▸ **SOURCE DOCUMENT**
BLEND: Behavior-guided Neural Population Dynamics Modeling via Privileged Knowledge Distillation

The gap between BLEND and previous approaches is unclear, and the proposal of BLEND is suddenly.

We thank the reviewer for this comment. The gap between BLEND and previous approaches is actually quite clear when examining the landscape of neural dynamics modeling. Based on the paper's literature review, existing approaches fall into two main categories: those that use only neural activity (like PCA, LFADS, and NDT) and those that incorporate behavior as a prior (such as pi-VAE, PSID, and TNDM). The first category entirely ignores valuable behavioral information, while the second category either requires specialized model architectures or makes strong assumptions about behavior-neural relationships. To the best of our knowledge, there aren't other approaches that specifically use both masked neural activity and behavior signals for training while only using masked neural activity for testing. While methods like pi-VAE and CEBRA use behavioral information, they require it during both training and inference. Similarly, approaches like PSID and TNDM decompose neural activity but make strong assumptions about behavior-neural relationships.

▸ **RECORDS**

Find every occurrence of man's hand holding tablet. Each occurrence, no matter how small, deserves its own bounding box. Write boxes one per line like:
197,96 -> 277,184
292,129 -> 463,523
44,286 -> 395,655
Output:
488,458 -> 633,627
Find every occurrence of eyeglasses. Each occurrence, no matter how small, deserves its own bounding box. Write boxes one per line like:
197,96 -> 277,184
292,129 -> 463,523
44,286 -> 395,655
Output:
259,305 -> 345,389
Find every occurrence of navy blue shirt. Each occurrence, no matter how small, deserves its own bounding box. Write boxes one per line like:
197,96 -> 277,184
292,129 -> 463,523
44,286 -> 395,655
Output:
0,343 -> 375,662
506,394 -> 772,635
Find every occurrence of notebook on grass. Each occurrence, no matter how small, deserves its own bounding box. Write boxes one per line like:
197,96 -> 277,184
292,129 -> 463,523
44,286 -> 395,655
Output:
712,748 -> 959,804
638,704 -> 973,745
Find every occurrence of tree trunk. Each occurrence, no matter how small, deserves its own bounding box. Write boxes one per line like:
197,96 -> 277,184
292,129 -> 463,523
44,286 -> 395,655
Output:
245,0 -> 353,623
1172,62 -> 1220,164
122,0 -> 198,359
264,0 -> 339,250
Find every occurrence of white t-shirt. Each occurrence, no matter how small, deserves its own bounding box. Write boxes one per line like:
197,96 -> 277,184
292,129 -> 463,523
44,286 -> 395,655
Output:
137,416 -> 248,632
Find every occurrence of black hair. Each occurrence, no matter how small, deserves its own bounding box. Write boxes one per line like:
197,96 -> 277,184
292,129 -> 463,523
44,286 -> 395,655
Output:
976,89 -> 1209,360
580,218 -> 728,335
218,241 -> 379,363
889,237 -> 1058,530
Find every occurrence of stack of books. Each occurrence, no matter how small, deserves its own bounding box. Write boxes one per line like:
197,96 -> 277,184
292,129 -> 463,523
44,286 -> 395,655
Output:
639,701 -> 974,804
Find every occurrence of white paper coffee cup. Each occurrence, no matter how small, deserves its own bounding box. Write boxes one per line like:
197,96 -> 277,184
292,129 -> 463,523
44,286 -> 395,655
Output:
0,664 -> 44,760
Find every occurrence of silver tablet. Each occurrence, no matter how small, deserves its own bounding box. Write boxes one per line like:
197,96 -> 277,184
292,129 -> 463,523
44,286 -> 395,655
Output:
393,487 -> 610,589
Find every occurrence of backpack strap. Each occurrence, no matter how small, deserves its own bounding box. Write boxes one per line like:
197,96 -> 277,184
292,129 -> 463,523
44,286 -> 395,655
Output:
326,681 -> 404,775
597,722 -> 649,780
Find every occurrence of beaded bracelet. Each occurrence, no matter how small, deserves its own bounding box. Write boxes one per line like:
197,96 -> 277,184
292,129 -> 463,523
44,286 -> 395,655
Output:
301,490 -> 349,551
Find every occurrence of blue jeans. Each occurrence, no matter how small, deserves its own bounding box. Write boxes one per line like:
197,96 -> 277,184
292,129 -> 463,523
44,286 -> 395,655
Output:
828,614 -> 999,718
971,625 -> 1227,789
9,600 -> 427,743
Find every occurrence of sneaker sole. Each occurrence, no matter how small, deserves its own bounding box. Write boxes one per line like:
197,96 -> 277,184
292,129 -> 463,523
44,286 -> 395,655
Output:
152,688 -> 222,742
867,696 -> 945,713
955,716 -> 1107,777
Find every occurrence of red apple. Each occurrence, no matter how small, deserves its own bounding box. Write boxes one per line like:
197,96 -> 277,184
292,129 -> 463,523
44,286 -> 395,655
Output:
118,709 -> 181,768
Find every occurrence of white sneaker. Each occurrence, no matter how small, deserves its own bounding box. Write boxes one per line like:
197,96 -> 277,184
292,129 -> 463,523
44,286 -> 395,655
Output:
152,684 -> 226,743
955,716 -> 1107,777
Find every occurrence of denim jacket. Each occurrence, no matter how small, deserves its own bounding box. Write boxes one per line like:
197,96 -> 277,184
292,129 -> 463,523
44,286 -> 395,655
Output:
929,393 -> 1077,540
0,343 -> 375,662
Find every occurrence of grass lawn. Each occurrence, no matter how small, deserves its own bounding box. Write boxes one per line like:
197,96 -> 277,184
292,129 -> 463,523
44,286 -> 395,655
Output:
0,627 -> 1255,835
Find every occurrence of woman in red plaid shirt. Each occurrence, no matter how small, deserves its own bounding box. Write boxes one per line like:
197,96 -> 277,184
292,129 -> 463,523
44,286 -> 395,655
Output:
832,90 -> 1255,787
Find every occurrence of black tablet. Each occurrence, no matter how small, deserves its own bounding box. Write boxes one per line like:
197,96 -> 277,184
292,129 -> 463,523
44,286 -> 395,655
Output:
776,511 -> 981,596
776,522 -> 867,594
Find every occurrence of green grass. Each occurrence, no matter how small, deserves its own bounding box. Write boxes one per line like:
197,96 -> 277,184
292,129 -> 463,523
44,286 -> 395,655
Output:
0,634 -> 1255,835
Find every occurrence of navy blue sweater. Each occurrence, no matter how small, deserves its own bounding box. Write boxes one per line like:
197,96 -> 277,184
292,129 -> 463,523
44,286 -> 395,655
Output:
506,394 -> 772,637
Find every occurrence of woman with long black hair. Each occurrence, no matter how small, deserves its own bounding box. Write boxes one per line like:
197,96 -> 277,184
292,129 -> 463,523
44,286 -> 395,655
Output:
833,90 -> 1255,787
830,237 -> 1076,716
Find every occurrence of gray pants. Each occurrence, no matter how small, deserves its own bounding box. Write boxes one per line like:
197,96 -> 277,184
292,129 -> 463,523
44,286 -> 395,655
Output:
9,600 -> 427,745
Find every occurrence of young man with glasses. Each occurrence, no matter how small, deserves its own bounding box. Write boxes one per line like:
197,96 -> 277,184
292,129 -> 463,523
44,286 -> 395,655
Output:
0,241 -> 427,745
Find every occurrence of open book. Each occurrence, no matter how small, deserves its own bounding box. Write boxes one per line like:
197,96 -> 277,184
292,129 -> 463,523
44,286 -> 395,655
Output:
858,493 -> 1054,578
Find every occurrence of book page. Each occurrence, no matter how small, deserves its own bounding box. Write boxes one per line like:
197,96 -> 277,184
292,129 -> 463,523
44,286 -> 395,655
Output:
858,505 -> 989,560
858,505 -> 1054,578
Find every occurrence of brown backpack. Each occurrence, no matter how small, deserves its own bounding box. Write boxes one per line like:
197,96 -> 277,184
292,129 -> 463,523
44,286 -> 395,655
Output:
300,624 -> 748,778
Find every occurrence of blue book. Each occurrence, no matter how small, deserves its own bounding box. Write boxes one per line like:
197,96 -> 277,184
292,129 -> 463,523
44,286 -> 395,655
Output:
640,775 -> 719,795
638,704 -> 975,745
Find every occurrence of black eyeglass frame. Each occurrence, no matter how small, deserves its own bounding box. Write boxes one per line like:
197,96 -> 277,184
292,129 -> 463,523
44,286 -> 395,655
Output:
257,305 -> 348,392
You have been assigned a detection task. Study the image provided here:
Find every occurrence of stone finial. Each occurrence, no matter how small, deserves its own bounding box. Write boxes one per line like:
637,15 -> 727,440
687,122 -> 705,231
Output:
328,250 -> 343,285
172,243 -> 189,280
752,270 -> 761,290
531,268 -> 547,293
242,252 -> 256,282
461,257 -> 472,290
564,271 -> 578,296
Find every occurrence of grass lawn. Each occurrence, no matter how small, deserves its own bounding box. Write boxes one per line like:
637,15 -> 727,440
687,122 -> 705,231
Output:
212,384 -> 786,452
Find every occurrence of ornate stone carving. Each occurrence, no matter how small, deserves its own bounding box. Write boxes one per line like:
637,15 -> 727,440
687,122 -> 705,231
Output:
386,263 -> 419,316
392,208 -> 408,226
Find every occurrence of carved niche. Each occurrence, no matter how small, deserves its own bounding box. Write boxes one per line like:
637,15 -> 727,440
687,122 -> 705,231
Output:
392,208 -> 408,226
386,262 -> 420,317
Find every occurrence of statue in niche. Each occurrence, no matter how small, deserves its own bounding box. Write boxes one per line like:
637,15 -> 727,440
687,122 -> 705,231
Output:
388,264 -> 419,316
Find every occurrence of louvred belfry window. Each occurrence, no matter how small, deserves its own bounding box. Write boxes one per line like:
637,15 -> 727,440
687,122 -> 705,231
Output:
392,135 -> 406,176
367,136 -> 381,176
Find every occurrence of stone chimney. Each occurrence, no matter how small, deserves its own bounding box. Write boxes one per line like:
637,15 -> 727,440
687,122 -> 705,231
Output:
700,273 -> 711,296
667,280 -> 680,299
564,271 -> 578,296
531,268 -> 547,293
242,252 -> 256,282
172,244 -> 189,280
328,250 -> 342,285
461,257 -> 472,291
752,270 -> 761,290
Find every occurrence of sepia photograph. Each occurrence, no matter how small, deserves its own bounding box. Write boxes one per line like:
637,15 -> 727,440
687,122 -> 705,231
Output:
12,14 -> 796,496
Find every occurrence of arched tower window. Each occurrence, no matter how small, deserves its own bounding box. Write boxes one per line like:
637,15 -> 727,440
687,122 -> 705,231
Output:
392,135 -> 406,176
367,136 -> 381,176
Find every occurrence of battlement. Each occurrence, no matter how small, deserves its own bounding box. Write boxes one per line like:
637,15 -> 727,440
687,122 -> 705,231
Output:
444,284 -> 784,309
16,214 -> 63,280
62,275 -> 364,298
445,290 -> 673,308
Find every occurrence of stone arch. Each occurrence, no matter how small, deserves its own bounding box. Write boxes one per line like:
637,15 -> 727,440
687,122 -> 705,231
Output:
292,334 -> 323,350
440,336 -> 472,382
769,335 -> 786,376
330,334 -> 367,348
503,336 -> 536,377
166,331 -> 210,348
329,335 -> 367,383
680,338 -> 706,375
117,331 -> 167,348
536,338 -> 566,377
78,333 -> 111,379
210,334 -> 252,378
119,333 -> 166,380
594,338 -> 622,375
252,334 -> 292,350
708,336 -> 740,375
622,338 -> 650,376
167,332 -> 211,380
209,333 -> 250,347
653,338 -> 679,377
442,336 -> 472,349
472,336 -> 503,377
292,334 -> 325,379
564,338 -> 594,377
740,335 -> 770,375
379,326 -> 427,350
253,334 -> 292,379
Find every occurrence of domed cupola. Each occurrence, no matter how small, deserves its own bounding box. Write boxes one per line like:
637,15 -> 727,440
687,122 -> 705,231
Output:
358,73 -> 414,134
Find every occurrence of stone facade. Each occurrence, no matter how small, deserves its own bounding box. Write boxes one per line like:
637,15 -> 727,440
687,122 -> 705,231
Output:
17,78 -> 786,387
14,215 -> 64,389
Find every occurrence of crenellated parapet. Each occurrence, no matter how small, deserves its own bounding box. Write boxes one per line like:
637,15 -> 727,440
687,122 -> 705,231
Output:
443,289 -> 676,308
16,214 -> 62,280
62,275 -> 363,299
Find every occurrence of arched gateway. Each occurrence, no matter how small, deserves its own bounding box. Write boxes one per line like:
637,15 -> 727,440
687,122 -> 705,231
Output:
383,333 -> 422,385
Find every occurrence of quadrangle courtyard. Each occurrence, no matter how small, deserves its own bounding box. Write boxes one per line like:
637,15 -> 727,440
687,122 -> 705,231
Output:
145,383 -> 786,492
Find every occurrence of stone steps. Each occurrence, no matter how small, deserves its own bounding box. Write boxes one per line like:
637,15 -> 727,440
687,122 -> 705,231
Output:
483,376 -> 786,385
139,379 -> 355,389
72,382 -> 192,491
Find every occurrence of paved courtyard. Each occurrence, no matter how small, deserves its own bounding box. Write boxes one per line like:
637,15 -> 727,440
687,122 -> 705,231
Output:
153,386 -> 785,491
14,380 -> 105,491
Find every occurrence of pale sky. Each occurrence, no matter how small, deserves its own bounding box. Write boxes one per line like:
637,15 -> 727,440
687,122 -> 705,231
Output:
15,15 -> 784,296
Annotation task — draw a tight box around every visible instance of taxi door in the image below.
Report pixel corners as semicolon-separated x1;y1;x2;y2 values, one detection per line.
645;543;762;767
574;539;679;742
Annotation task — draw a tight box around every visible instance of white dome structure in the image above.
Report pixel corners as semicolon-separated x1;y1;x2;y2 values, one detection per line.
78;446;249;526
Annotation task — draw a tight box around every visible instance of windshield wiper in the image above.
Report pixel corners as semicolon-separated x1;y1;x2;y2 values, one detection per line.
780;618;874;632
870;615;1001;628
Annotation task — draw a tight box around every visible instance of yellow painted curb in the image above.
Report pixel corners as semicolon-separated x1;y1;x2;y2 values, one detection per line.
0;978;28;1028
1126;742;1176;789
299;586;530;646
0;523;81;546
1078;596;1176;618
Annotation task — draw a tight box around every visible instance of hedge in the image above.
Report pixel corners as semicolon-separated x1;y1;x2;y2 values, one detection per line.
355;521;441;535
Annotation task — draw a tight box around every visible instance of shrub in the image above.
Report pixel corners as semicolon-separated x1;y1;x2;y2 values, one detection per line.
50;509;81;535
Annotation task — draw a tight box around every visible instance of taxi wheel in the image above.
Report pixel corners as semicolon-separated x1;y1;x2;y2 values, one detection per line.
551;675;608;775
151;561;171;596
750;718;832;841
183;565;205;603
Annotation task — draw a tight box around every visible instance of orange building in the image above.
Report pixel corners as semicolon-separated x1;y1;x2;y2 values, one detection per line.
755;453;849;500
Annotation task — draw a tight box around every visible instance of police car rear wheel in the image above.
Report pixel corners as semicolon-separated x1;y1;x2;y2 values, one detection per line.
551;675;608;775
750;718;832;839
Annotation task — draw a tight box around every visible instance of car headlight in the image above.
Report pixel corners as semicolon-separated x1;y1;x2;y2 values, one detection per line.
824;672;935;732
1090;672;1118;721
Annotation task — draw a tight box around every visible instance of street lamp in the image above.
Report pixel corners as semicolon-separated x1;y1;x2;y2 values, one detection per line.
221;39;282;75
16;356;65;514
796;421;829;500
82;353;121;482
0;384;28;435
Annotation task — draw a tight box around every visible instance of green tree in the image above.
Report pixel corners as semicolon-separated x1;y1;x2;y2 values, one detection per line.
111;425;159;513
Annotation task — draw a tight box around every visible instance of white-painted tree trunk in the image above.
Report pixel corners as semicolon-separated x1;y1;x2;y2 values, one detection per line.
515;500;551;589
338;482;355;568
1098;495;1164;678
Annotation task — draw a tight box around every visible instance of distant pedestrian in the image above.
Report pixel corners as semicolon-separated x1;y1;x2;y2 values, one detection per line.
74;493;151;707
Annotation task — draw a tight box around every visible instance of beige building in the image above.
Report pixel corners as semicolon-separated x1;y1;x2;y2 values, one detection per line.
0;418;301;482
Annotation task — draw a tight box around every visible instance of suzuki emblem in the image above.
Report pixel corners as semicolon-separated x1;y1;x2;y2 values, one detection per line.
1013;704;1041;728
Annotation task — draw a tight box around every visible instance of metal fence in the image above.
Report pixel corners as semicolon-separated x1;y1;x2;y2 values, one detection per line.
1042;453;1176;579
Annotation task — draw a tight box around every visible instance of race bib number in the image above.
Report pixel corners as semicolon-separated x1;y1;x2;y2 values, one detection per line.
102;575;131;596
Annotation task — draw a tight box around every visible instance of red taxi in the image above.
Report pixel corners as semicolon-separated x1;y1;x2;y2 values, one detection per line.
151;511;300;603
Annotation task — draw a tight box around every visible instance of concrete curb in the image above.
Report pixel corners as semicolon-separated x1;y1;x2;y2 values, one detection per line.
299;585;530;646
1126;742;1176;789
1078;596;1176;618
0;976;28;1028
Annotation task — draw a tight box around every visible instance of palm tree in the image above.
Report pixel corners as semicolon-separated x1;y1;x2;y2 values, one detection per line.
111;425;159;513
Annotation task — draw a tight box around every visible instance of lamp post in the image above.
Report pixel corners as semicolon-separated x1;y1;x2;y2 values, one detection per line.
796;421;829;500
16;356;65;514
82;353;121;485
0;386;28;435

▸ **PARTS OF THE EXERCISE**
1 - In the BLEND response, which methods are given as using only neural activity?
2 - Do these statements agree with the BLEND response? Answer yes or no for each and quote the deciding words. (a) pi-VAE and CEBRA need behavioral information during both training and inference. (b) The first category of approaches makes use of behavioral information. (c) PSID and TNDM make no assumptions about behavior-neural relationships.
3 - Copy the BLEND response word for word from "BLEND: Behavior-guided Neural" to "BLEND is suddenly.".
The items have no role in this work.

▸ **OUTPUTS FOR THE TASKS**
1 - PCA, LFADS, and NDT.

2 -
(a) Yes: "they require it during both training and inference"
(b) No: "The first category entirely ignores valuable behavioral information"
(c) No: "make strong assumptions about behavior-neural relationships"

3 -
BLEND: Behavior-guided Neural Population Dynamics Modeling via Privileged Knowledge Distillation

The gap between BLEND and previous approaches is unclear, and the proposal of BLEND is suddenly.